▽

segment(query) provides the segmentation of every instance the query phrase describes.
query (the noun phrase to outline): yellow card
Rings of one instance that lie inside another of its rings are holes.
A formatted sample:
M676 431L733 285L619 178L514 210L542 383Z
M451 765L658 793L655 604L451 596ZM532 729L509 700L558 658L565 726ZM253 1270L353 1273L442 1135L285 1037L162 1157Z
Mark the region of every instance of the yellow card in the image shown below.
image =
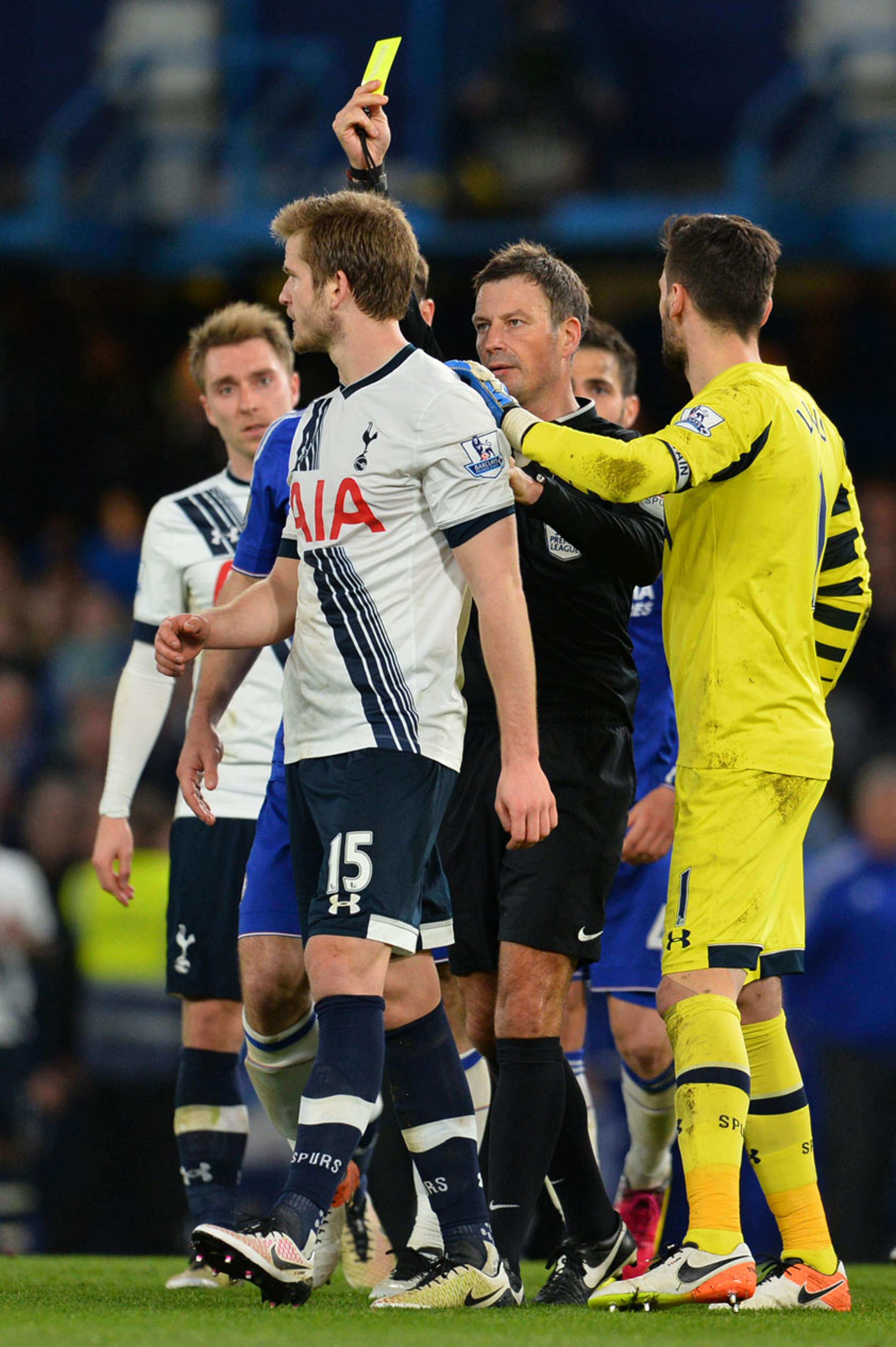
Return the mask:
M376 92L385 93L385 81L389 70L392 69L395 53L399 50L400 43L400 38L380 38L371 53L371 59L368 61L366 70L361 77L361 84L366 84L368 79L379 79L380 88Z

△

WRITTEN REQUEST :: Number the lines from the first one through the line that contains "M676 431L733 285L619 178L514 210L542 383Z", both ends included, and skip any blank lines.

TASK SOLUTION ::
1. segment(query) provides the segmentation of every instance the query phrase describes.
2. query (the noun phrase to outline): yellow card
3. Rings of one instance that lie inside another of its rings are holes.
4. A formatted sample:
5. M676 431L733 285L619 178L514 210L542 383Z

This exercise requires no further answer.